* Written instruction *
Replace every "a pin per instance" in the data below with "one point per instance", and write out all the lines again with nothing else changed.

══ Entries shown

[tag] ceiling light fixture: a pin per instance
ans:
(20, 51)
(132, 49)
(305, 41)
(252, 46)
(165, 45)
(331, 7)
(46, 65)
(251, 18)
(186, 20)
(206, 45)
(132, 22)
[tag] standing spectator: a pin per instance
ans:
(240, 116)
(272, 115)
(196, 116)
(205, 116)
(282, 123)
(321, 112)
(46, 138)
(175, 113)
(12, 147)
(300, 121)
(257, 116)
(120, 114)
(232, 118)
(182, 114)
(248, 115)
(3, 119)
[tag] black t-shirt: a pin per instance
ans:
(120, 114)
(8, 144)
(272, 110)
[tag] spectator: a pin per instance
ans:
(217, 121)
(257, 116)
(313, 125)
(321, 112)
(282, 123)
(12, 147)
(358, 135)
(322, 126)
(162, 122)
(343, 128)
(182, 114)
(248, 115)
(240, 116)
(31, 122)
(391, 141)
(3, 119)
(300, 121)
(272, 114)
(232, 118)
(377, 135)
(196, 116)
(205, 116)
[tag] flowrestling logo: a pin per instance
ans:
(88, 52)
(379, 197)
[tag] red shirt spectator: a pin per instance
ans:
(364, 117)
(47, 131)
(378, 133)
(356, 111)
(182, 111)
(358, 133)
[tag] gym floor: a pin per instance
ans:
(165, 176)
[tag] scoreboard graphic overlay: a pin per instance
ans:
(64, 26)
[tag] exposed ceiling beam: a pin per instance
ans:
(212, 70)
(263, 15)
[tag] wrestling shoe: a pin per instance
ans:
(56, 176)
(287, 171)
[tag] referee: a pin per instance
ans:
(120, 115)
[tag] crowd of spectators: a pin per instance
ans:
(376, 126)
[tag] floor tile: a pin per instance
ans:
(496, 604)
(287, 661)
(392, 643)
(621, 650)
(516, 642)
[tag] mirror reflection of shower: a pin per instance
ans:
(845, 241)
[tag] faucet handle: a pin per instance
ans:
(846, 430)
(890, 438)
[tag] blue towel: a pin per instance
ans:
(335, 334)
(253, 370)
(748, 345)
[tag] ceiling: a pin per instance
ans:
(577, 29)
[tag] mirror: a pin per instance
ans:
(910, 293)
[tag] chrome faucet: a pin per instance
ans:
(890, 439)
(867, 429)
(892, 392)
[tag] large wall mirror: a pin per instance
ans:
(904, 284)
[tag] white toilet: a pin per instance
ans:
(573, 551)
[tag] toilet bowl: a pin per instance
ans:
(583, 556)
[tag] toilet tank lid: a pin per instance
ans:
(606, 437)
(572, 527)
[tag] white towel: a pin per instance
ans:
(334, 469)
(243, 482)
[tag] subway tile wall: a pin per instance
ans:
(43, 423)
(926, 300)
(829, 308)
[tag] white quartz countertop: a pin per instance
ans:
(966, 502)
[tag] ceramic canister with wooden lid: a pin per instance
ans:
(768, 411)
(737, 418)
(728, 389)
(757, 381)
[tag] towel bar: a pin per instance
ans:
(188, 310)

════

* Output of the task *
[tag] ceiling light fixture: one point per instance
ans:
(20, 51)
(132, 49)
(305, 41)
(252, 46)
(165, 45)
(331, 7)
(46, 65)
(251, 18)
(186, 20)
(206, 45)
(132, 22)
[tag] standing spectator: one point per instance
ans:
(240, 116)
(272, 115)
(196, 116)
(205, 116)
(282, 123)
(321, 112)
(46, 138)
(175, 113)
(12, 147)
(300, 121)
(257, 116)
(120, 114)
(232, 118)
(182, 114)
(248, 115)
(3, 119)
[tag] black t-shirt: one point per instance
ans:
(120, 114)
(8, 144)
(272, 110)
[tag] spectator: one point per instance
ans:
(217, 121)
(257, 116)
(313, 125)
(321, 112)
(282, 123)
(12, 147)
(358, 135)
(322, 126)
(162, 122)
(343, 128)
(182, 114)
(248, 115)
(240, 116)
(31, 122)
(391, 141)
(3, 119)
(300, 121)
(272, 114)
(232, 118)
(377, 135)
(196, 116)
(205, 116)
[tag] flowrestling logo: one point per instance
ans:
(88, 52)
(379, 197)
[tag] red shirt spectator: one point per instance
ans:
(364, 117)
(47, 131)
(378, 133)
(356, 111)
(182, 111)
(358, 133)
[tag] gym floor: one point per instance
ans:
(165, 176)
[tag] scoreboard graphic overlay: one point per instance
ans:
(64, 26)
[tag] exposed ceiling beam: one point per instance
ans:
(212, 70)
(263, 15)
[tag] wrestling shoe: one point per instance
ans:
(56, 176)
(287, 171)
[tag] referee: one point per instance
ans:
(120, 115)
[tag] crowd of spectators: one point per instance
ans:
(376, 126)
[tag] floor tile: one point per instance
ans:
(496, 604)
(287, 661)
(392, 643)
(621, 650)
(516, 642)
[tag] mirror reflection of shower: one point per instance
ans:
(845, 241)
[tag] faucet handle: one point per instance
ans:
(846, 430)
(890, 438)
[tag] blue towel: one point per instance
ans:
(335, 334)
(253, 370)
(748, 345)
[tag] ceiling: one point per instance
ans:
(577, 29)
[tag] mirror: one point per instance
ans:
(910, 293)
[tag] chrome faucet: one point per instance
ans:
(890, 439)
(867, 429)
(892, 392)
[tag] large wall mirror: one point per instance
ans:
(904, 284)
[tag] white toilet: one point per instance
ans:
(573, 551)
[tag] toilet bowl: one point per instance
ans:
(583, 556)
[tag] toilet tank lid: one point per instance
ans:
(606, 437)
(572, 527)
[tag] white towel: one point per instance
ans:
(334, 469)
(243, 482)
[tag] subway tile wall: one point per instance
ans:
(43, 423)
(926, 300)
(829, 308)
[tag] white quartz countertop: one point per instance
ans:
(966, 502)
[tag] ceramic canister with wooden lid: one point per instance
ans:
(768, 411)
(737, 418)
(728, 389)
(757, 381)
[tag] towel bar: one point per instance
ans:
(188, 310)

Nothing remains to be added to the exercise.